Copy every line below that contains the string "path".

RECORDS FOR THE TASK:
"""

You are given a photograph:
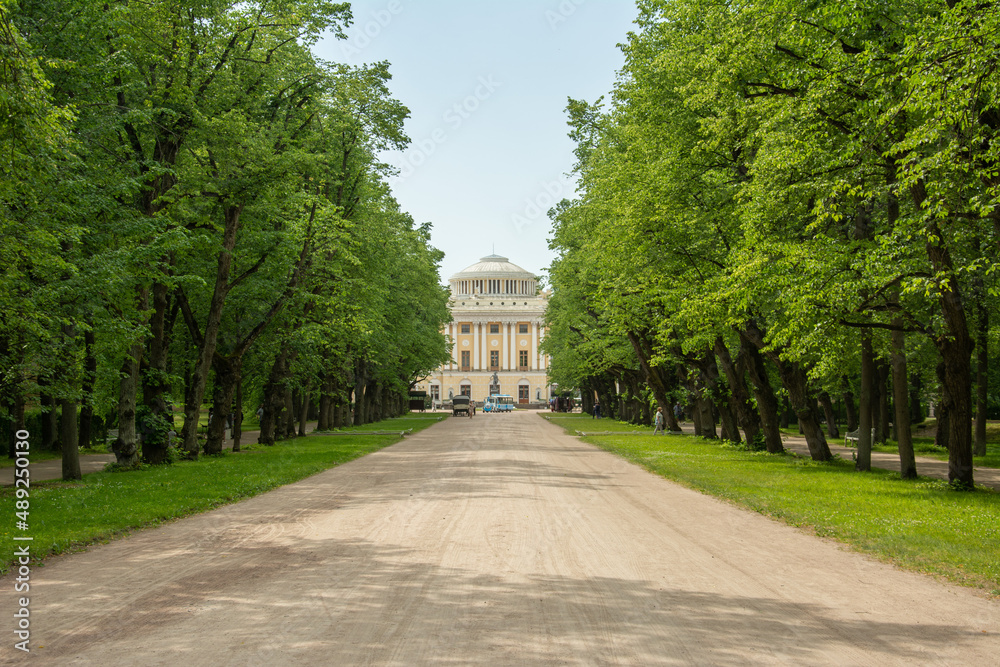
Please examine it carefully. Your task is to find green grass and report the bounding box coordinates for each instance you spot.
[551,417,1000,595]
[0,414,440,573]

"""
"""

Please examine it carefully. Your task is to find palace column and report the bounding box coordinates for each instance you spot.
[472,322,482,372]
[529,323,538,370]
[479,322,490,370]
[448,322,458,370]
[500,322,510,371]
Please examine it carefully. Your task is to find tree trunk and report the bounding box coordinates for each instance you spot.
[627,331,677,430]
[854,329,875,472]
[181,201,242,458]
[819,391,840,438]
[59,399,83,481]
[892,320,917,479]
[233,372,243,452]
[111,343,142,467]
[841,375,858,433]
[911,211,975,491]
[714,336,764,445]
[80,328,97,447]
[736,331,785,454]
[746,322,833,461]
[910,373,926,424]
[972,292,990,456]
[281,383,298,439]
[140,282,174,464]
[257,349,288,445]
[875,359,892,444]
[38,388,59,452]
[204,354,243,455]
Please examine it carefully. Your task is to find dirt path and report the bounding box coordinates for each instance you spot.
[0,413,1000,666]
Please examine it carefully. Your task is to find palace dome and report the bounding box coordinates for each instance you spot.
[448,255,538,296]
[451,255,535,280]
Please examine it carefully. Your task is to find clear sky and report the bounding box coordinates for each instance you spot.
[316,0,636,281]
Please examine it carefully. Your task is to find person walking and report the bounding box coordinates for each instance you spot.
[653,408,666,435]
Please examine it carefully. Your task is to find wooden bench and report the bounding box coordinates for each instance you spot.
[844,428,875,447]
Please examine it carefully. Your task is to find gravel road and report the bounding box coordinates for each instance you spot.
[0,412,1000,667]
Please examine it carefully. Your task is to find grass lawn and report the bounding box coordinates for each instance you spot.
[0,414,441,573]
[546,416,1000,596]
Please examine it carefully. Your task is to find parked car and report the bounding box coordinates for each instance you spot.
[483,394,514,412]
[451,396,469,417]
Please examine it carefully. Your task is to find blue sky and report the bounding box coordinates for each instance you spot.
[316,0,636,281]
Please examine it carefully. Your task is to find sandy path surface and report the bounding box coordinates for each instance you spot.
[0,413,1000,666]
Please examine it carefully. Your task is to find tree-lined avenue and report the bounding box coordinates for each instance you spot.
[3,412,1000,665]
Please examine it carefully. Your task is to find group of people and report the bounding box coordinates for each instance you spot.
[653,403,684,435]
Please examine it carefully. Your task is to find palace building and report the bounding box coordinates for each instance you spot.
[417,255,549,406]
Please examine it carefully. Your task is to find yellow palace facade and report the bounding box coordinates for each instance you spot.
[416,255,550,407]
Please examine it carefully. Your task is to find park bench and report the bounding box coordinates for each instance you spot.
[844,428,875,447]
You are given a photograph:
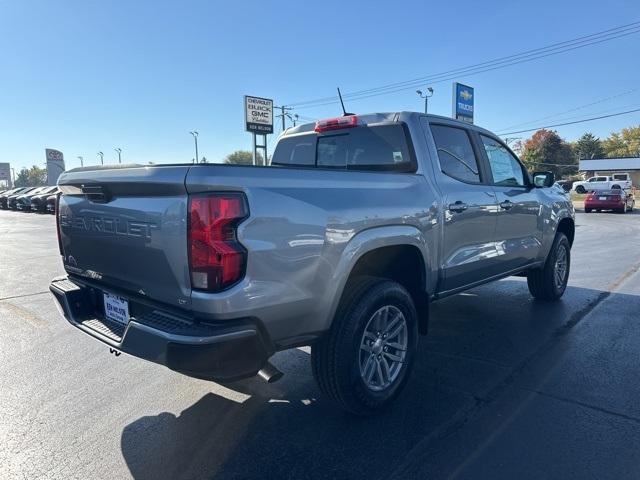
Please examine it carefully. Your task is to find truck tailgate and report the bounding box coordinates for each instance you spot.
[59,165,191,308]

"""
"""

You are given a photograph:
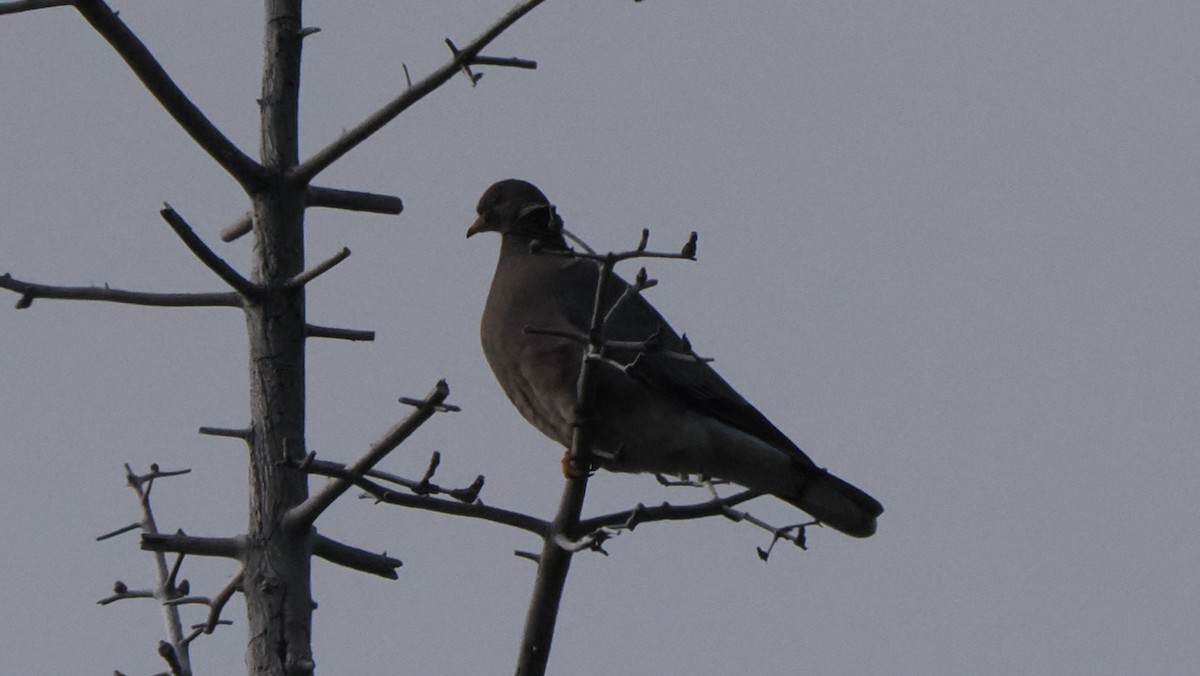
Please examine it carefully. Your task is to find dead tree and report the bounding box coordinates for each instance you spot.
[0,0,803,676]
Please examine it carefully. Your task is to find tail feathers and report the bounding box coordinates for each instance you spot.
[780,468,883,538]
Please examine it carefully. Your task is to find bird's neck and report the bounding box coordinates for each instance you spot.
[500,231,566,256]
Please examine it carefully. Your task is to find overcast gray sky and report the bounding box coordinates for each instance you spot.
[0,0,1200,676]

"""

SOLUTION TO THIS EXERCISE:
Please examine it carefully. Your task is to find dirt path and report the bounding box coordinates for each instance you spot.
Please examine it carefully. Your task is to find sandy path surface and report the bounding box coordinates for each instance you spot.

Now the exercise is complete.